§ Rows
--*--
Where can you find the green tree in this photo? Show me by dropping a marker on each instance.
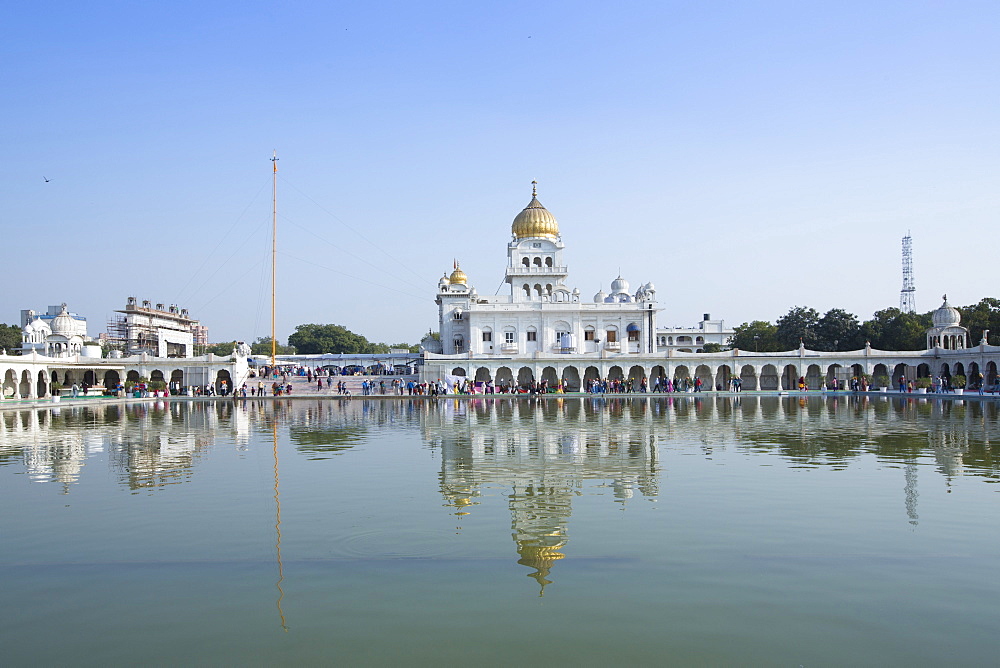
--*--
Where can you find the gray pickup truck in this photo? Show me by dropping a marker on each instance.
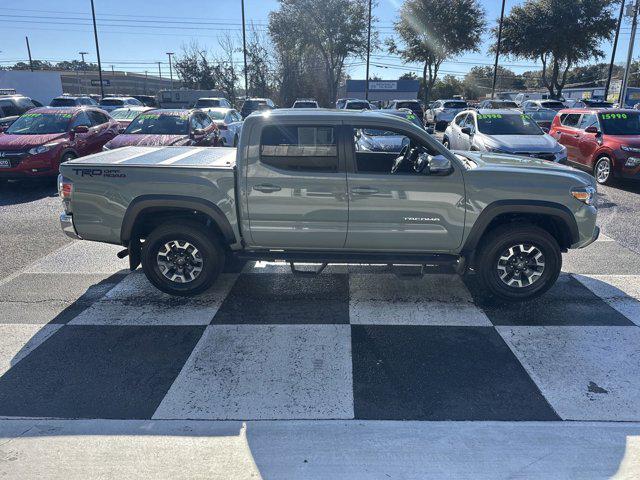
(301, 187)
--*--
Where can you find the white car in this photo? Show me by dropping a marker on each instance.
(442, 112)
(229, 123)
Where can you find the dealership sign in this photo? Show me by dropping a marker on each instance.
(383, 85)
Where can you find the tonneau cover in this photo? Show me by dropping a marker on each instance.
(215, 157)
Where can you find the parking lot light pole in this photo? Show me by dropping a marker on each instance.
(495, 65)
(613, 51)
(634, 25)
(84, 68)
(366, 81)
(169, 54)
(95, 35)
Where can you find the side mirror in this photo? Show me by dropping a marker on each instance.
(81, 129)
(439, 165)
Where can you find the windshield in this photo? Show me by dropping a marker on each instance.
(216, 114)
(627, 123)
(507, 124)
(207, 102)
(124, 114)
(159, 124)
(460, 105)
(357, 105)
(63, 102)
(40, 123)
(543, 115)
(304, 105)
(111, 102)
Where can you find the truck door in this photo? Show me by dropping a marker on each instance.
--*--
§ Task goal
Return the lines of the listing above unchanged, beginning at the line that contains "Where can you find the side" and stopping after the line that contains "Where can you find the truck".

§ Finished exercise
Where can you find the side mirror in this photo? Show me by dropping a marker on each instance.
(81, 129)
(439, 165)
Where can you find the windshield in this photo? Show me by dropping a marker on each instance.
(216, 114)
(627, 123)
(507, 124)
(207, 102)
(124, 114)
(159, 124)
(460, 105)
(357, 105)
(63, 102)
(40, 123)
(543, 115)
(304, 105)
(111, 102)
Where can you find the truck door in this photo? Show me by dropping a marker on each instance.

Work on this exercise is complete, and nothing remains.